Detection annotation records:
== == ==

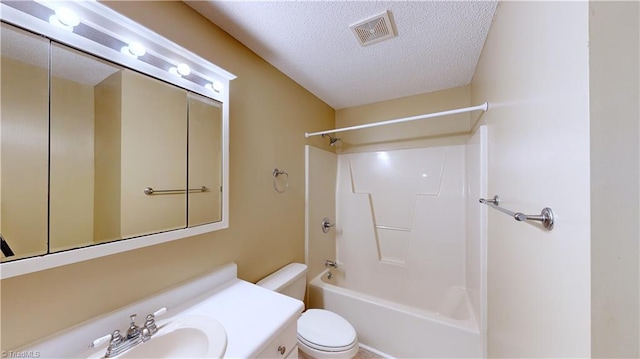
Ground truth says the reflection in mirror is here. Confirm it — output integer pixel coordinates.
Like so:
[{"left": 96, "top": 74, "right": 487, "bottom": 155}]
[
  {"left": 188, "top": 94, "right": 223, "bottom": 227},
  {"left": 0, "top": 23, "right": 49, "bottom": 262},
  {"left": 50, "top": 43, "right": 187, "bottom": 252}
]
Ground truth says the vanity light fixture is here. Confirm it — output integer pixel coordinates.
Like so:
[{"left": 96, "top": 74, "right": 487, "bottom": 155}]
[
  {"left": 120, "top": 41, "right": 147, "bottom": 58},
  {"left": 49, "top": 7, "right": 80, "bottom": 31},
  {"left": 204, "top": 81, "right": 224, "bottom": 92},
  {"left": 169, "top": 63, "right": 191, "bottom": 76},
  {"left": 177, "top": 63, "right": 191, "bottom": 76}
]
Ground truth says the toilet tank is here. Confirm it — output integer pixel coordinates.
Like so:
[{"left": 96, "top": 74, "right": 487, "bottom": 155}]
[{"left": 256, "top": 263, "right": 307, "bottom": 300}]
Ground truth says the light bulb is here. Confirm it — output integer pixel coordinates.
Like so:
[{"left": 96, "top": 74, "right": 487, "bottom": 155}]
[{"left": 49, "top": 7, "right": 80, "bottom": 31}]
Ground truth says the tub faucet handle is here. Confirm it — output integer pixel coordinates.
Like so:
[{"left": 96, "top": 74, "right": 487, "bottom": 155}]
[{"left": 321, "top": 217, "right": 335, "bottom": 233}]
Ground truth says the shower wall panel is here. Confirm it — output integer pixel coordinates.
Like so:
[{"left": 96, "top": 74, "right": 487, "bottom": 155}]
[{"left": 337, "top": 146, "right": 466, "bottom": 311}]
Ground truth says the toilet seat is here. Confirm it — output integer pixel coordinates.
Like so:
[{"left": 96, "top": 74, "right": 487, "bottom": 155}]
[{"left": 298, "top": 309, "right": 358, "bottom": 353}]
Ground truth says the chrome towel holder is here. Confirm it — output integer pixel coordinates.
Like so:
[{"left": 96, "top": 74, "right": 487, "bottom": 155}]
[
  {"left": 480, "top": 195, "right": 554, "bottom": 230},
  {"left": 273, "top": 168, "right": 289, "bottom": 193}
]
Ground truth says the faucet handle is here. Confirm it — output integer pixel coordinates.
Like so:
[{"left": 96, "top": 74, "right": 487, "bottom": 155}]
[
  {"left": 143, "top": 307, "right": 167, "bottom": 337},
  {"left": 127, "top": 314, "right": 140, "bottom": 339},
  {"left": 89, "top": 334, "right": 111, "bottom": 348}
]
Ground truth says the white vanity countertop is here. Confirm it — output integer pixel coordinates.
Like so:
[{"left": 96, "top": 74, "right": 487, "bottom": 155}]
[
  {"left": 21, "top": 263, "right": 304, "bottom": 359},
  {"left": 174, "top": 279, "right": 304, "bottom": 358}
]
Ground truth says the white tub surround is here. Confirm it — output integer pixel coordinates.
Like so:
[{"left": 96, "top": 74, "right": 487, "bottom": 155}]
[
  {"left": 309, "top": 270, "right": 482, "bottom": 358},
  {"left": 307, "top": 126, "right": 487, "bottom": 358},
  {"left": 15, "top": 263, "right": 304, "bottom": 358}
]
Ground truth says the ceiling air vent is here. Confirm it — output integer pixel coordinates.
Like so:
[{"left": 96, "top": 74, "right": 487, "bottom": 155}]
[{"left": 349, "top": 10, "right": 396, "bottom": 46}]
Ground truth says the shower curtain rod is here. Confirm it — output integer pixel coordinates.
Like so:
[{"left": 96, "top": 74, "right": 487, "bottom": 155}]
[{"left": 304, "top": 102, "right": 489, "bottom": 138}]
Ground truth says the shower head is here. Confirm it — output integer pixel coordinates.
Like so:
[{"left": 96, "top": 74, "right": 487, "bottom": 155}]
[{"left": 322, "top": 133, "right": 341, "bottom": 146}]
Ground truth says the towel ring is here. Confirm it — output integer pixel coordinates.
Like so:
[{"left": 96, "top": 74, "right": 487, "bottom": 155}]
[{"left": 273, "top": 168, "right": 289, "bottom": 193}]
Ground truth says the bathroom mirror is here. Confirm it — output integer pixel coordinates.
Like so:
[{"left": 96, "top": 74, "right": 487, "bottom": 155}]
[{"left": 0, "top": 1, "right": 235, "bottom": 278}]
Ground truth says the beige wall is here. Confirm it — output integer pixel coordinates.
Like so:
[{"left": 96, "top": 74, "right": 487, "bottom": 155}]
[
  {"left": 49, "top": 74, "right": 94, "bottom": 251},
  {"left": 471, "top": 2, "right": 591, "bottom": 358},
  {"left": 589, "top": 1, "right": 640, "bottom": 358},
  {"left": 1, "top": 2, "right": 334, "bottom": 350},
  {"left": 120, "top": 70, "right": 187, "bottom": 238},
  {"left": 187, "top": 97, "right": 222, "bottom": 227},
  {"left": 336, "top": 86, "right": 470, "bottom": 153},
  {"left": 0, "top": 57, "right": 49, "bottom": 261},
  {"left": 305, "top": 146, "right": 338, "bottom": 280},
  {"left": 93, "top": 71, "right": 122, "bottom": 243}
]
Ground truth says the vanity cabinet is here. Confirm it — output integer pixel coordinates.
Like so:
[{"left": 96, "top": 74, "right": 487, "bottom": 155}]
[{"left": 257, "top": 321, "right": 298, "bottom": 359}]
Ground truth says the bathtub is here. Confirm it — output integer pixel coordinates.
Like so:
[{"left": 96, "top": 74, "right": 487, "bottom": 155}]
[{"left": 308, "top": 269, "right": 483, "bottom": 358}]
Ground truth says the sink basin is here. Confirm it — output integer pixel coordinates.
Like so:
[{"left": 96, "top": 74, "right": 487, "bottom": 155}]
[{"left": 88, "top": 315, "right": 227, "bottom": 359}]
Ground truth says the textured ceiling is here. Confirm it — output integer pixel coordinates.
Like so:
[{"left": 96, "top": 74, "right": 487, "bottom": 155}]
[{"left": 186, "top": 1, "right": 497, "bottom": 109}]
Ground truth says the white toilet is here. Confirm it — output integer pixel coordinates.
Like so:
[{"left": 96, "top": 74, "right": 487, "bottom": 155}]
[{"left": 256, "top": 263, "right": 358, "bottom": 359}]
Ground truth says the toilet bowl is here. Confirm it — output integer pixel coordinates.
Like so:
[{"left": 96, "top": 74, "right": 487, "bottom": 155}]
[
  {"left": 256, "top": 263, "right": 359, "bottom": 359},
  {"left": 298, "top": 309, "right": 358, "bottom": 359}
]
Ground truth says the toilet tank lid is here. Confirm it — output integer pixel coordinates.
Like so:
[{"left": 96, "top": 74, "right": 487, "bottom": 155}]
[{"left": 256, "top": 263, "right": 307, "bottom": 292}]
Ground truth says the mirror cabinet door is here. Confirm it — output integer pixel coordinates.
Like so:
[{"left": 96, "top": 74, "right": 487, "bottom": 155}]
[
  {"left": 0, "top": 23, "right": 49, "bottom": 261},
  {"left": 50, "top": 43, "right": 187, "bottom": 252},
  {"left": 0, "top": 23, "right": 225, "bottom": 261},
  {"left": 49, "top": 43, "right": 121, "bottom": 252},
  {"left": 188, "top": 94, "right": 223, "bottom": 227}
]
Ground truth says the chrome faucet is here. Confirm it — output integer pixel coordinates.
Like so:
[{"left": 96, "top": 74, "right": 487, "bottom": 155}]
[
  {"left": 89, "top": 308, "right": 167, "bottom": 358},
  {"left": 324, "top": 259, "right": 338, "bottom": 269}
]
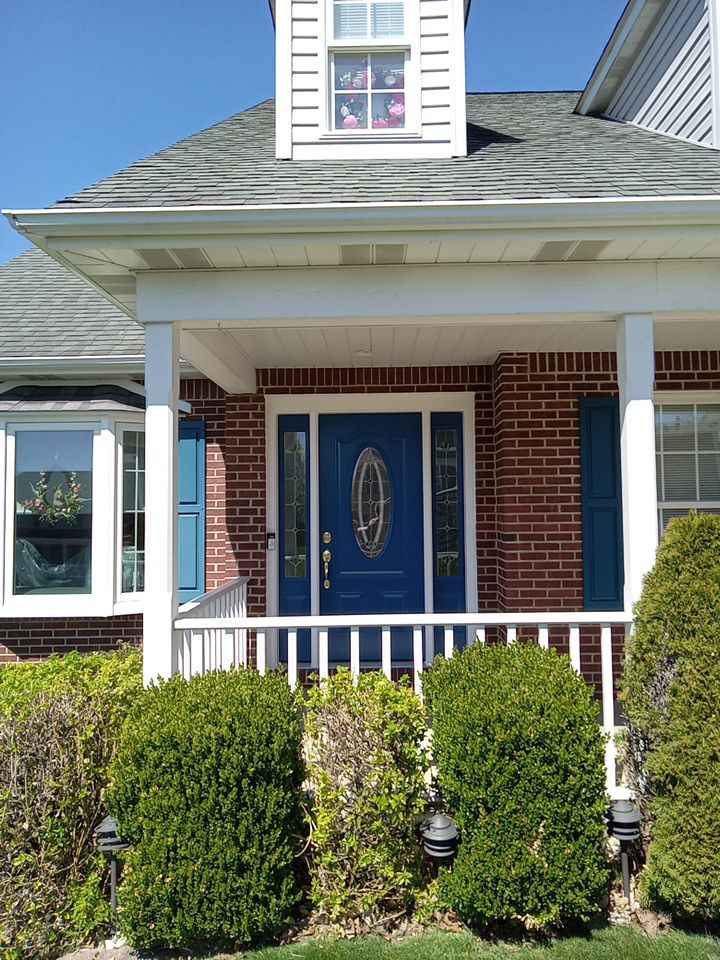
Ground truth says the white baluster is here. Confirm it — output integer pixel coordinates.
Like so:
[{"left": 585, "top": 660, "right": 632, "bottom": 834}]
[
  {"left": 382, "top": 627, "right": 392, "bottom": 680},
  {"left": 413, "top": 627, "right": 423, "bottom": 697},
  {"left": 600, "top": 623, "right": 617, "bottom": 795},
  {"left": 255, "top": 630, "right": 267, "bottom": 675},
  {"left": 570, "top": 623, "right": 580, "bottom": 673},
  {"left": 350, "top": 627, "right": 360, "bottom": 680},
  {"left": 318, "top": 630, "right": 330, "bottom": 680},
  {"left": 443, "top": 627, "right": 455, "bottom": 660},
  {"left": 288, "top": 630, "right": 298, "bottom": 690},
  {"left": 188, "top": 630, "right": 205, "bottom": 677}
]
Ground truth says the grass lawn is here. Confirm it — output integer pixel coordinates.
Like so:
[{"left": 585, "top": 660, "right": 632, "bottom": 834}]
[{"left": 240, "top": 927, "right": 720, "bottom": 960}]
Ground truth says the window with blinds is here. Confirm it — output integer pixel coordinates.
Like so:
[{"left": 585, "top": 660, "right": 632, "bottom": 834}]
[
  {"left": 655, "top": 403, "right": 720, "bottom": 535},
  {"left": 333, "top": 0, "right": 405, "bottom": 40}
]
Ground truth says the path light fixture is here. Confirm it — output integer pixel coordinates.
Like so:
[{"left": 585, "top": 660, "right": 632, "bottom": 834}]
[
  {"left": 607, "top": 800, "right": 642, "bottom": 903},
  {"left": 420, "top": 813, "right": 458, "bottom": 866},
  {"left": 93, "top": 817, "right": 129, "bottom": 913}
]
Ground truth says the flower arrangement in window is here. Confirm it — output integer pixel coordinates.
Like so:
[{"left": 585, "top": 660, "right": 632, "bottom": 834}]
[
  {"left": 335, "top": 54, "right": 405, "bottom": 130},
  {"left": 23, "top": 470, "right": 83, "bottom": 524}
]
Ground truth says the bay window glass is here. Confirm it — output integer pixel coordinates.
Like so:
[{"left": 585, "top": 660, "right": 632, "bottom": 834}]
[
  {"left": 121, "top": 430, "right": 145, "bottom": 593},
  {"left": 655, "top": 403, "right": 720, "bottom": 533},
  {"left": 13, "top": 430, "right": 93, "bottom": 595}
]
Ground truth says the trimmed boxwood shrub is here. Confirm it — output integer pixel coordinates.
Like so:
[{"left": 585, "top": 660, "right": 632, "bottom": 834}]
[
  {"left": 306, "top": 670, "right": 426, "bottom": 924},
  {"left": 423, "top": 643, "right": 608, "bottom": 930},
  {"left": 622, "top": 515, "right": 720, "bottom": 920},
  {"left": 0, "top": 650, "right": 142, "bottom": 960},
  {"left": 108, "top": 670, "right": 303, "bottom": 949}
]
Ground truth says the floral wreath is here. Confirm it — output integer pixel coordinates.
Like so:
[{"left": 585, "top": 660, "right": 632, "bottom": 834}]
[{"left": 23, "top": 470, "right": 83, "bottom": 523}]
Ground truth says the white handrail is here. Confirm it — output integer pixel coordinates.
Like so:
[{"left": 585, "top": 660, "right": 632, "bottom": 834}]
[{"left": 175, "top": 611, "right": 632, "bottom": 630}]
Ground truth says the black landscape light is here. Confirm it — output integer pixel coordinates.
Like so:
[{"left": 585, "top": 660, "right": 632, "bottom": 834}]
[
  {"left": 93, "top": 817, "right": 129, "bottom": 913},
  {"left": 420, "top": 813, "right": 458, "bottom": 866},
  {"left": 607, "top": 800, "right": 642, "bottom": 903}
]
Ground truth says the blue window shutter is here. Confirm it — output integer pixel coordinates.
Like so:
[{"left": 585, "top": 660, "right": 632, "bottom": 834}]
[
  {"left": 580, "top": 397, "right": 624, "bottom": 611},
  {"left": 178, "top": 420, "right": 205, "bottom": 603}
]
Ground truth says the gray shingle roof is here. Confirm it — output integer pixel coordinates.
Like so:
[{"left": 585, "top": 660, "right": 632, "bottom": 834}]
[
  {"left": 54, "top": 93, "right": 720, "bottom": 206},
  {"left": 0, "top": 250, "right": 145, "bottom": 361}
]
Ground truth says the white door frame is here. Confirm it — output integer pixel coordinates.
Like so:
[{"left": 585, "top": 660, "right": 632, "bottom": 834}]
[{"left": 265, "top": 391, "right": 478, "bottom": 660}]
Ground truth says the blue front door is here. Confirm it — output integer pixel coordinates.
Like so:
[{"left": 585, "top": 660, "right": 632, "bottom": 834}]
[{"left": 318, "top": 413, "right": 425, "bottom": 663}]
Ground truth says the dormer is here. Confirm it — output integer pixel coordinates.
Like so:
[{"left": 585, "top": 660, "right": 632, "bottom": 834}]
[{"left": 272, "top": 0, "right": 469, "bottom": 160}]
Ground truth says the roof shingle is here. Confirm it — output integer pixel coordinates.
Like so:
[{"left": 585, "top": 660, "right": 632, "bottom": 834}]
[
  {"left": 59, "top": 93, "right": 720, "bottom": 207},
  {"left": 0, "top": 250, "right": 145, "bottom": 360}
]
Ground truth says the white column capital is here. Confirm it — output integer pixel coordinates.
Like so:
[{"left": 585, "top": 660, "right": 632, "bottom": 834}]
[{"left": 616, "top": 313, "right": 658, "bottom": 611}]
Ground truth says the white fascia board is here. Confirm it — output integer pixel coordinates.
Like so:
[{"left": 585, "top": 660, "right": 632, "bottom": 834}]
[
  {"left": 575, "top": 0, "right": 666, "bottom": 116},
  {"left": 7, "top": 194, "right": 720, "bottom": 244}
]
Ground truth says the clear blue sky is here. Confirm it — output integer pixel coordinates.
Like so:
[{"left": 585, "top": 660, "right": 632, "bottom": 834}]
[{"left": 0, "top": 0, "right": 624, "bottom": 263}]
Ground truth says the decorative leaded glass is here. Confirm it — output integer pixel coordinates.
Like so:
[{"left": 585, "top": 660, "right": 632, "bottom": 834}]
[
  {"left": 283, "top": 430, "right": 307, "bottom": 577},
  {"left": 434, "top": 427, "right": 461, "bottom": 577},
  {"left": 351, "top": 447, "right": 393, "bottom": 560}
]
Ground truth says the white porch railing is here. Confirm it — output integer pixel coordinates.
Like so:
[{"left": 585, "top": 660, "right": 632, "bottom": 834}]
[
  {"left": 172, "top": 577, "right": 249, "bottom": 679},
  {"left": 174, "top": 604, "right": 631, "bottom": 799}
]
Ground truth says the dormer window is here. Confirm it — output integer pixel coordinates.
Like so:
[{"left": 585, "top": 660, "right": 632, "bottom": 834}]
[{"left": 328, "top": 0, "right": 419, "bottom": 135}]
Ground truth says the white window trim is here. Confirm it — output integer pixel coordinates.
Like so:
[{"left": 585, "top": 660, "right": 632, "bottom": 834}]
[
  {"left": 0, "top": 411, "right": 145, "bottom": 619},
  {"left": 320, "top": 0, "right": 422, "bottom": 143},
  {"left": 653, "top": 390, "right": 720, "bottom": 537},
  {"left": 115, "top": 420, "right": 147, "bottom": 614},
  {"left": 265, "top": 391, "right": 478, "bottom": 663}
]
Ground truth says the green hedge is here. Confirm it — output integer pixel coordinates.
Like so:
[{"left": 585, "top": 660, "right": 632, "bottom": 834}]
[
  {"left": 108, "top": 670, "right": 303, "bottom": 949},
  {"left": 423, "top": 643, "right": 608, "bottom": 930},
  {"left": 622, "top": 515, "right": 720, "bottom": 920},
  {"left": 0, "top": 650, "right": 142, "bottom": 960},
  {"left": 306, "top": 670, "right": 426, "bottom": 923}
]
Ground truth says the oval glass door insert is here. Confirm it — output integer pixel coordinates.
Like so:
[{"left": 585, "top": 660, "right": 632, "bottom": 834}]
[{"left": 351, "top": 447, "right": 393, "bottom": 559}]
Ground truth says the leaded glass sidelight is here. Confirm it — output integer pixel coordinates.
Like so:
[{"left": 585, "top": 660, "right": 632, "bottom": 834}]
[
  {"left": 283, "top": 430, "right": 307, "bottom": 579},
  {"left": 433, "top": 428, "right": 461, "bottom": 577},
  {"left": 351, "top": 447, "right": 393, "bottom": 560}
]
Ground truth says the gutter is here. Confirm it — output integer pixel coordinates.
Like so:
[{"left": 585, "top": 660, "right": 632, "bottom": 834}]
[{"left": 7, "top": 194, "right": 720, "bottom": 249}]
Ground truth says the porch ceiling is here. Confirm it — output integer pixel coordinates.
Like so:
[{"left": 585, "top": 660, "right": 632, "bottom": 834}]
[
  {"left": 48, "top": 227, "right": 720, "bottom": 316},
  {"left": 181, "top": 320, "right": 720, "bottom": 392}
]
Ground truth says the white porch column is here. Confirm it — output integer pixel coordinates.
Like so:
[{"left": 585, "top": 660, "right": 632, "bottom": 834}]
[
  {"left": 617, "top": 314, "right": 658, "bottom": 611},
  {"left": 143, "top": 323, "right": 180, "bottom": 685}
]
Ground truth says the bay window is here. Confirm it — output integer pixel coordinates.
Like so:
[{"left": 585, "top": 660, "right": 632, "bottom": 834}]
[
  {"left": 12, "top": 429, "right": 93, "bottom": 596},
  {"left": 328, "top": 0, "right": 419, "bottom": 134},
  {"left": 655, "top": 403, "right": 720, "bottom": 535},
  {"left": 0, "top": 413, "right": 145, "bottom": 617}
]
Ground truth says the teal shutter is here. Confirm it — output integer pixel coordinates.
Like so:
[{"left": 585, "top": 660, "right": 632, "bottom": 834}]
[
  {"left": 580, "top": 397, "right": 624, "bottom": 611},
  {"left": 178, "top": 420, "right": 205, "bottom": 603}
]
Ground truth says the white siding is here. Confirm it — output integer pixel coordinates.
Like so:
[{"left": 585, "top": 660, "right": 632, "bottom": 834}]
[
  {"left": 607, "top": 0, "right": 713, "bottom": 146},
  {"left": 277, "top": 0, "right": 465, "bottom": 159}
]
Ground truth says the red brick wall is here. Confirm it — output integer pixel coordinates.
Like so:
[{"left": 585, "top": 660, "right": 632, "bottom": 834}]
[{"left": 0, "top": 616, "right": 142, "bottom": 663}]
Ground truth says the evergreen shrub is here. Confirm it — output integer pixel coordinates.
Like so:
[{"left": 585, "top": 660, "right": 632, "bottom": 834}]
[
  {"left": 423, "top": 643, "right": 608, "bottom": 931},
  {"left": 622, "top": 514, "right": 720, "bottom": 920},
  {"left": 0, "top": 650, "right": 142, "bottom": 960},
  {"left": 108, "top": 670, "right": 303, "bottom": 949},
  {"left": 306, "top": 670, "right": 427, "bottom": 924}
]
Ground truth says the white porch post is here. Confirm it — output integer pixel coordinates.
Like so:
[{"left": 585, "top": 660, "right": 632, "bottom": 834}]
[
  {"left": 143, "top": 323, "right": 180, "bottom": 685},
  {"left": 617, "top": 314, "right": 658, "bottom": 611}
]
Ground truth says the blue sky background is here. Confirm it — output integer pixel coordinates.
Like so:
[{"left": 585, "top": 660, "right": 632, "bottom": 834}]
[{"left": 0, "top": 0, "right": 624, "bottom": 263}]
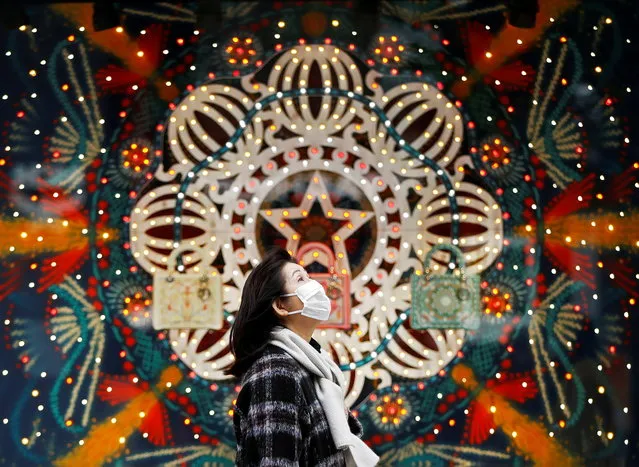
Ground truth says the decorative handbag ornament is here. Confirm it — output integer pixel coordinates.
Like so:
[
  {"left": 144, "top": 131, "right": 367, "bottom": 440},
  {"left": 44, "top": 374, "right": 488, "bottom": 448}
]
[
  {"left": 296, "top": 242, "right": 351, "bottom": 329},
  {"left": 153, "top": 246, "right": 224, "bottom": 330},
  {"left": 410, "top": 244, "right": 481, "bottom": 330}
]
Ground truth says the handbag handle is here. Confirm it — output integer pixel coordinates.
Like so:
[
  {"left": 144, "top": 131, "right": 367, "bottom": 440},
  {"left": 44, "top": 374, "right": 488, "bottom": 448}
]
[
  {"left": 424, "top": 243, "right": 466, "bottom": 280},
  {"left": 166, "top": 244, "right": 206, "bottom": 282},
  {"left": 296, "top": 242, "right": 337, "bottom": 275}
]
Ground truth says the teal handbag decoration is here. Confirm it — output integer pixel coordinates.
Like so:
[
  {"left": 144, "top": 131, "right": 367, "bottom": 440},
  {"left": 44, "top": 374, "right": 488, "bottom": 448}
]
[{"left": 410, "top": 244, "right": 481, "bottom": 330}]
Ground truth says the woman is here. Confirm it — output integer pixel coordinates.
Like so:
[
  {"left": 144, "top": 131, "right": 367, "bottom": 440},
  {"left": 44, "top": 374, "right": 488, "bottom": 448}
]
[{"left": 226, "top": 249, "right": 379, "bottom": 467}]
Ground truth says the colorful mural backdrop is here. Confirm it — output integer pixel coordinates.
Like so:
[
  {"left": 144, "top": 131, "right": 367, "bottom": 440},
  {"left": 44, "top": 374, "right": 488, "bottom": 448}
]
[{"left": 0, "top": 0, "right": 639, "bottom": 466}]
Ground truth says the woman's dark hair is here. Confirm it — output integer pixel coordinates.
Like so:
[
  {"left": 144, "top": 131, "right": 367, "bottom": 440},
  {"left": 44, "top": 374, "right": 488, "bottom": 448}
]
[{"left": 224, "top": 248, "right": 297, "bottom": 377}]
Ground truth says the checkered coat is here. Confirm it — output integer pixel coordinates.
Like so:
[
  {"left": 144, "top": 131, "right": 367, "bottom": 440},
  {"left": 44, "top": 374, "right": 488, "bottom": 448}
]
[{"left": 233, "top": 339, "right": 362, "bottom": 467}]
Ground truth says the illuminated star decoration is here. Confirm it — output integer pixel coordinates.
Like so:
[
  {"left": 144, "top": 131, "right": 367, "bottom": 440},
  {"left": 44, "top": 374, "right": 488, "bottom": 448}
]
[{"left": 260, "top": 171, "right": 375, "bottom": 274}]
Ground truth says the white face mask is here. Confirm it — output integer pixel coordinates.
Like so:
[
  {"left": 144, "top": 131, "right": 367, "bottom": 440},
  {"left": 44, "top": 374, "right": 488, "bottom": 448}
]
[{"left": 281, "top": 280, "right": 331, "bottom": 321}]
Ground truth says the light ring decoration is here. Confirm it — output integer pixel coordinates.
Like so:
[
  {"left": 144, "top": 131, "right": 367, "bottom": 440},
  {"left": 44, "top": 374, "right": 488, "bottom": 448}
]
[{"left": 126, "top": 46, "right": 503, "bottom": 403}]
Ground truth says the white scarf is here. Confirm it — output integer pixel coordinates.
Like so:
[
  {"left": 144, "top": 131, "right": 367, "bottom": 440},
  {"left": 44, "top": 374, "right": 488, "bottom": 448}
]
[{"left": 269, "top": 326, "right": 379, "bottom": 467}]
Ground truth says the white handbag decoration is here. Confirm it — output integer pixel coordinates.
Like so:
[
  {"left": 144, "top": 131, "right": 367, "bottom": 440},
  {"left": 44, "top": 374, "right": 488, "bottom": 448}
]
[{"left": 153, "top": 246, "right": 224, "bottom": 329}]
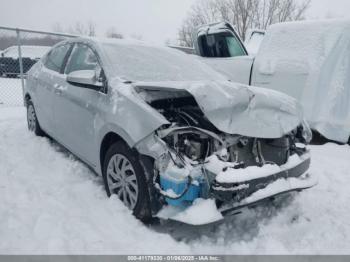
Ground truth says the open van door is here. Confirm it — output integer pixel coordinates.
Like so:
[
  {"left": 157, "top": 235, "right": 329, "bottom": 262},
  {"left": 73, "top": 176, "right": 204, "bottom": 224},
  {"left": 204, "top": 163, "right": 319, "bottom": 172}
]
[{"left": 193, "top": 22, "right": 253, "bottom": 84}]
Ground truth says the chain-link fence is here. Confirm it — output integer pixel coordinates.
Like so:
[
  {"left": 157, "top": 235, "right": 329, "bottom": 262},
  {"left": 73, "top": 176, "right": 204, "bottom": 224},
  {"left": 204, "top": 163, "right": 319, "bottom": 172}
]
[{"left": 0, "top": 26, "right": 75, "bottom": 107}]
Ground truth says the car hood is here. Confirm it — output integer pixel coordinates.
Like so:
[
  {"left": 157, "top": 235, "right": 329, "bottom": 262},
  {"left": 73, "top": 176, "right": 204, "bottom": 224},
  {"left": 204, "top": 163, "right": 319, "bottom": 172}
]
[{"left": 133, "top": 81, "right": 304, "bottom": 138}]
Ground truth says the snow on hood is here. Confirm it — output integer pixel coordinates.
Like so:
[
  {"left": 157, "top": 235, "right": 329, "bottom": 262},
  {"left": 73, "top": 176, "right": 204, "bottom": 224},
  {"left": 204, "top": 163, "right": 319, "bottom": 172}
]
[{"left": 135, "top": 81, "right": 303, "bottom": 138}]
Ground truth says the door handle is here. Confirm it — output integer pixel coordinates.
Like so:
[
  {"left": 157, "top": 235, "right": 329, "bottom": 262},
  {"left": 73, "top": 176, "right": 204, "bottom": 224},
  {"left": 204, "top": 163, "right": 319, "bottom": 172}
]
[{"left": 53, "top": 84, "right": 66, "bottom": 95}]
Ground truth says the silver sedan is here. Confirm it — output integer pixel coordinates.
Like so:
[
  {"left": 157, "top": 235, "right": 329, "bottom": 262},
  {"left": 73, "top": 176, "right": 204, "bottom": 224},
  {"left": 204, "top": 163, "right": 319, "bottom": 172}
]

== == ==

Your instructions:
Write out only the final block of lines, starting at the line with "Ground truth says the chain-link" and running to the end of the material.

In response:
Ground truth says the chain-link fence is here. Confirm it — output integer pixel coordinates.
Like so:
[
  {"left": 157, "top": 235, "right": 329, "bottom": 262},
  {"left": 73, "top": 176, "right": 204, "bottom": 224},
  {"left": 204, "top": 163, "right": 319, "bottom": 172}
]
[{"left": 0, "top": 26, "right": 75, "bottom": 107}]
Ground truth says the car hood is here. Confirm it — output integer pixel coordinates.
Like so:
[
  {"left": 157, "top": 235, "right": 329, "bottom": 262},
  {"left": 73, "top": 176, "right": 204, "bottom": 224},
  {"left": 204, "top": 163, "right": 319, "bottom": 172}
]
[{"left": 133, "top": 81, "right": 304, "bottom": 138}]
Ground truth says the snow on hood is here. Confirm it — output integer pixel coordinates.
Like so:
[
  {"left": 157, "top": 235, "right": 329, "bottom": 262},
  {"left": 73, "top": 176, "right": 204, "bottom": 224},
  {"left": 204, "top": 163, "right": 319, "bottom": 172}
]
[{"left": 135, "top": 81, "right": 303, "bottom": 138}]
Ground truth says the door handle is here. Confirm it — output integer pixel coordinates.
Like so:
[
  {"left": 157, "top": 235, "right": 329, "bottom": 262},
  {"left": 73, "top": 176, "right": 204, "bottom": 224},
  {"left": 204, "top": 163, "right": 319, "bottom": 172}
]
[{"left": 53, "top": 84, "right": 66, "bottom": 95}]
Ground truth says the silver sedan is here. Confirm it — output integer pixel coordinates.
Like so:
[
  {"left": 157, "top": 235, "right": 329, "bottom": 262},
  {"left": 73, "top": 176, "right": 204, "bottom": 224},
  {"left": 204, "top": 163, "right": 319, "bottom": 172}
]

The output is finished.